Through his experience, Nghia has noticed that most of the kidnapped pets end up in Le Hong Phong market, but they're not shown to the public unless you ask about them. In some cases, when the dog has the name and phone number of the owner in his collar, the kidnapper might directly contact the owner and ask for money.

Dog meat being sold at a market in Tuyen Quang, North Vietnam.

Although he understands the feelings of desperate owners, he recommends not to pay ransoms so the "businesses" won't grow. In the last three years, he has seen how the ransom goes from an average of 2 million dong up to 1,000 USD. In case they really want to pay, he thinks it's better that the owner doesn't go themself, especially if it’s a foreigner, because their presence will only make the ransom higher. A Vietnamese intermediary who can recognize the dog and keep cool in negotiations is more advisable.

Despite the general opinion that it would be pointless, he also recommends that people go to the Police. "It's true that the Police don't take these crimes seriously but the more people go to them when this happens, the more aware of the problem they will be," explains doctor Nghia.

Inserting a microchip under the dog's skin may also be very useful.

"I remember the story of a man who lost his dog. The same day someone called him to ask for ransom. We had an appointment with the kidnapper, but because the dog had a microchip, we could prove it belonged to him. We went to the Police and got the dog back; we found out the neighbor’s security guard had taken it. Unfortunately, the kidnapper ran away and the Police never found him," he recalls.

Beyond that, doctor Nghia thinks that real changes are needed to respect and love animals. According to Nghia, some Vietnamese people think animals are dirty. "They hit them, they don't value them. Others eat dog meat, mostly men because they believe it will increase their sexual power. We have to put our efforts in education," he affirms.

§ Supplied information:

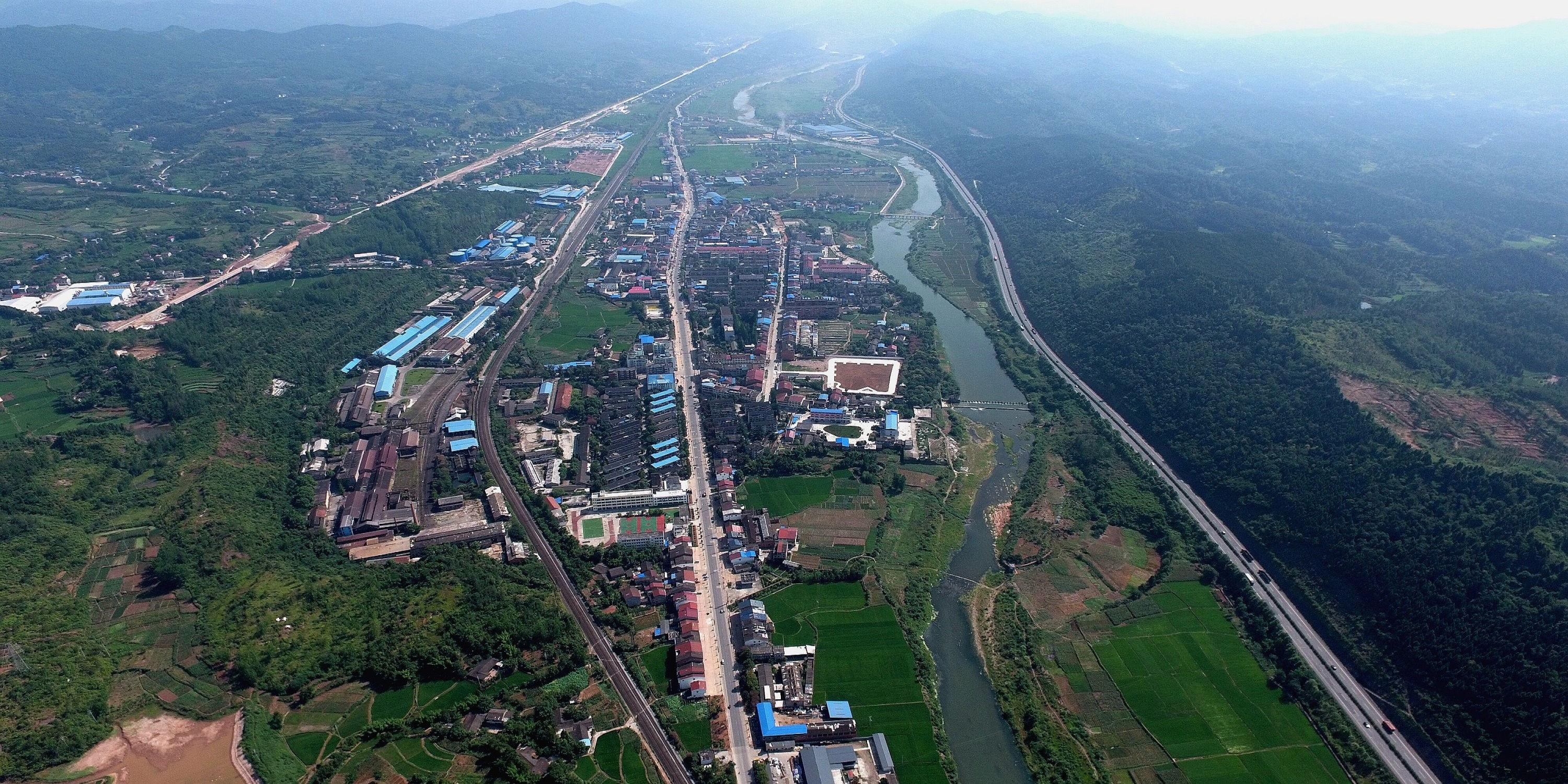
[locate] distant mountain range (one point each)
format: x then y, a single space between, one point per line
251 15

§ Parts of the exercise:
**1)** Change "kidnapper" to "thief" in the text about pet kidnapping in Vietnam, and write out the passage between "Through his experience, Nghia" and "is more advisable.", inclusive.
**2)** Condense the paragraph of the pet kidnapping text that begins "Although he understands the feelings" into a shorter version with the same main facts.

§ Solutions to the problems:
**1)**
Through his experience, Nghia has noticed that most of the kidnapped pets end up in Le Hong Phong market, but they're not shown to the public unless you ask about them. In some cases, when the dog has the name and phone number of the owner in his collar, the thief might directly contact the owner and ask for money.

Dog meat being sold at a market in Tuyen Quang, North Vietnam.

Although he understands the feelings of desperate owners, he recommends not to pay ransoms so the "businesses" won't grow. In the last three years, he has seen how the ransom goes from an average of 2 million dong up to 1,000 USD. In case they really want to pay, he thinks it's better that the owner doesn't go themself, especially if it’s a foreigner, because their presence will only make the ransom higher. A Vietnamese intermediary who can recognize the dog and keep cool in negotiations is more advisable.

**2)** Nghia advises owners not to pay ransoms so the "businesses" won't grow. Over the last three years, he has seen ransoms rise from an average of 2 million dong to 1,000 USD. Owners who do pay should not go themselves, especially foreigners, because their presence raises the ransom. A Vietnamese intermediary who can recognize the dog and stay calm in negotiations is better.